▸ EXTRAIT FOURNI
Page:Revue des Deux Mondes - 1854 - tome 7.djvu/669

La bibliothèque libre.
Le texte de cette page a été corrigé et est conforme au fac-similé.

C’était encore l’esprit allemand qui dominait là ; les principaux mémoires étaient publiés en français et surtout en allemand. Une académie exclusivement russe s’est formée à côté de l’académie impériale ; elle a obtenu récemment d’être fondue avec sa rivale, et maintenant elle travaille chaque jour à y étouffer tout ce qui ne relève pas de ses doctrines. Un fait bien triste à signaler et que nous avons rencontré sans cesse dans cette histoire, c’est que les chefs de la réaction moscovite ont toujours eu des Allemands pour auxiliaires. C’est un Allemand qui est le plus fougueux compagnon du pope Michailof dans sa croisade contre les luthériens de Livonie et de Courlande ; ce sont des professeurs et des écrivains allemands, à Dorpat, à Mitau, à Saint-Pétersbourg, qui combattent avec le plus de zèle pour la suprématie absolue de l’esprit russe. Est-ce frayeur ? est-ce sentiment de l’influence qui leur échappe, et désir de la reconquérir plus sûrement sur un terrain nouveau ? Ce qu’il y a de certain, c’est que ces représentans de l’esprit germanique ont presque tous renoncé par égoïsme à la mission que l’histoire semblait leur imposer. Ils font aujourd’hui sur le théâtre de l’esprit ce que faisaient, il y a un siècle, sur le théâtre de l’action, les Ostermann et les Biren. La servitude les attire comme les Romains de Tacite : At Romoe ruere in senritium consules, patres, équites ; quanto quis illustrior, tanto magis falsi ac festinantes.

▸ DONNÉES SOURCES
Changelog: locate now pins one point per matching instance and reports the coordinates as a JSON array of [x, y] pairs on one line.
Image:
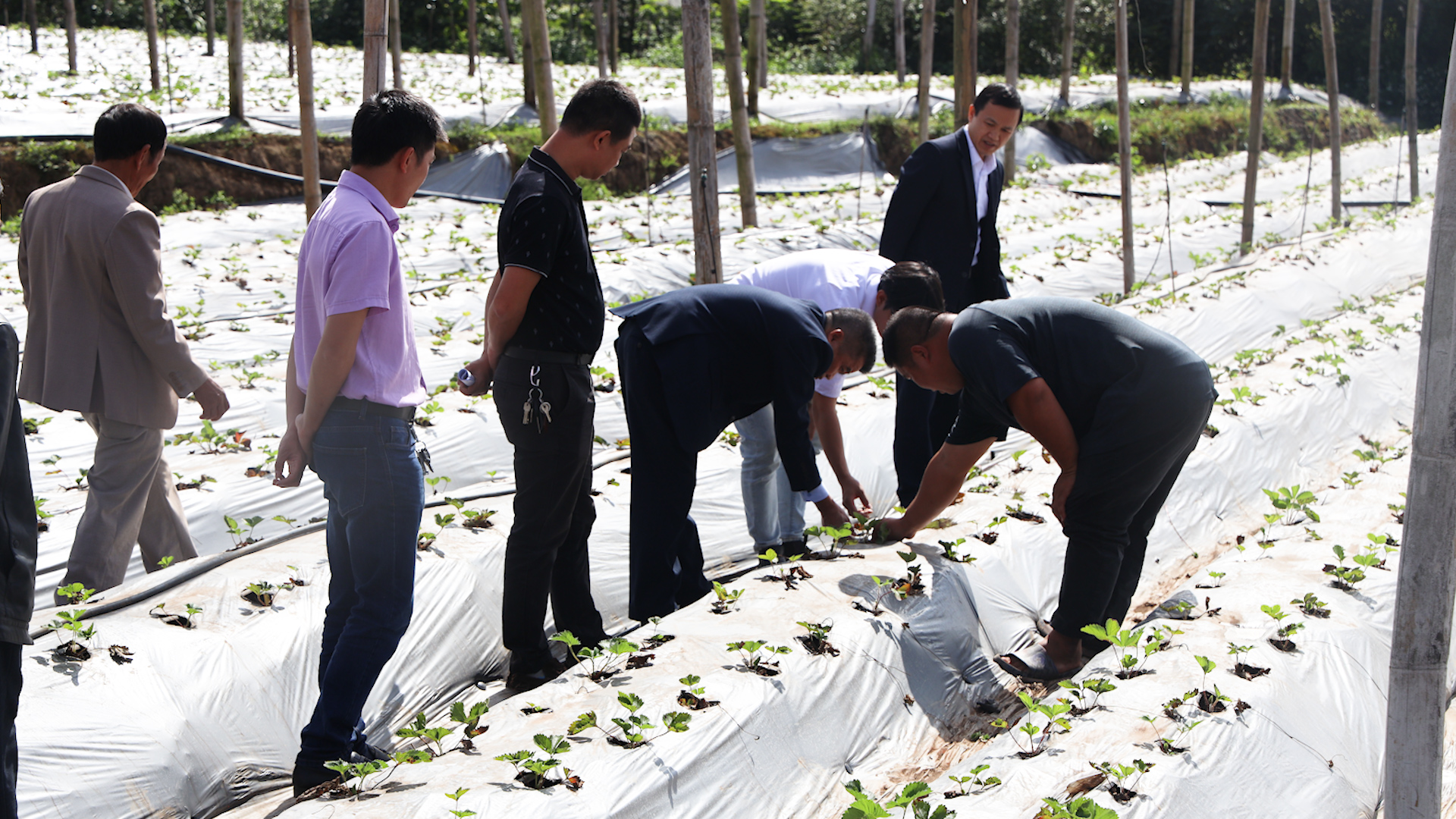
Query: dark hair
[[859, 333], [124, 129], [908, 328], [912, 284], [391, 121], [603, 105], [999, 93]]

▸ CONSIGNE
Expliquez, d'après l'extrait sur l'esprit allemand en Russie, pour quelle raison les représentants de l'esprit germanique ont presque tous renoncé à la mission que l'histoire semblait leur imposer.

▸ RÉPONSE
Selon l'extrait, ils y ont renoncé par égoïsme.